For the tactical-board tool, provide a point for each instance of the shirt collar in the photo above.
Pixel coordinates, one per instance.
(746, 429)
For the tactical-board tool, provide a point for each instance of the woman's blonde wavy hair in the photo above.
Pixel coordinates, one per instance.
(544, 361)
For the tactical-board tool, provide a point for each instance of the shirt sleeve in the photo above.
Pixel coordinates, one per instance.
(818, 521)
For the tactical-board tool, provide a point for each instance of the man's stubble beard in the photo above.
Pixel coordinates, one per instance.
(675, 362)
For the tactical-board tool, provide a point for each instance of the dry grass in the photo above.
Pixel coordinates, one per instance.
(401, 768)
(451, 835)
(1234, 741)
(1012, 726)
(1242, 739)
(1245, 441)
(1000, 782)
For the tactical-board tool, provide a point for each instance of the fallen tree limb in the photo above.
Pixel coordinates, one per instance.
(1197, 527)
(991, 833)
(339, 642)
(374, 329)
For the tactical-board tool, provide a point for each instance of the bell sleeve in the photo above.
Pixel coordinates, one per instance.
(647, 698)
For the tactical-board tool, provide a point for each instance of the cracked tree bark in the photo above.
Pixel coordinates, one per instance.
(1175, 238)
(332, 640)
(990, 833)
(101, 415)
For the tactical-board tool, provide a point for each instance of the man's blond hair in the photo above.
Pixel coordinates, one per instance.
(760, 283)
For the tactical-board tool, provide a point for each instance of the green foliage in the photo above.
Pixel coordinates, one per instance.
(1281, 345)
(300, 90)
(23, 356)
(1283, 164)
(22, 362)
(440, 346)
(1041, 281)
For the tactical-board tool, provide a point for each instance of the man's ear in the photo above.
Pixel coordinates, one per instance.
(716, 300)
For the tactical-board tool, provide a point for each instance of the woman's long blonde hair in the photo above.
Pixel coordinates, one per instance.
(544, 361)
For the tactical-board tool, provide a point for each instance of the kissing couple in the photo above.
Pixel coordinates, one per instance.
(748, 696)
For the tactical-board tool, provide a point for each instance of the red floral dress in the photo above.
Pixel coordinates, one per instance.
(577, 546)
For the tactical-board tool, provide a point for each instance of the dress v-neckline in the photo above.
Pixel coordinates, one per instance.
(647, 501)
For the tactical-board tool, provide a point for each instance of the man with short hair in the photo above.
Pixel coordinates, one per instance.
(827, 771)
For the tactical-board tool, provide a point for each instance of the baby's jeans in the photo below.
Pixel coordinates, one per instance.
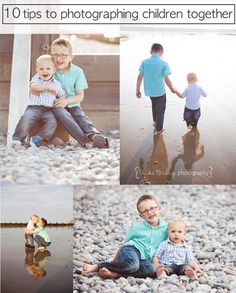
============================================================
- [Problem description]: Copy the entries above word for word, starting at the line that contains "blonde hair in the photo above." and ending at the end of the entries. Leave the pictures out of your copy.

- [The reply]:
For the tactical-board tool, provide a point for each instance of the woman's long blonde hair in the photo above.
Pixel coordinates, one per instance.
(544, 361)
For the tactical-board tool, provide a point for each instance of the kissing couple in the photo above.
Pixel coordinates, one per instance.
(748, 696)
For the tactical-board tool, provide a point for each instance of the red floral dress in the photo above.
Pixel coordinates, one per instance.
(577, 546)
For the tactical-board tool, provide a point for each instance of the dress v-neckline in the photo above.
Pixel coordinates, one per instance.
(647, 501)
For the tactical-board tool, provide a point for each instance of the man with short hair in the photo above.
Pixel coordinates, one per instance.
(827, 771)
For the tactical-board tool, provide a point for each instance of the baby's jeans in the photo below.
Pixel coordinates, one per instance.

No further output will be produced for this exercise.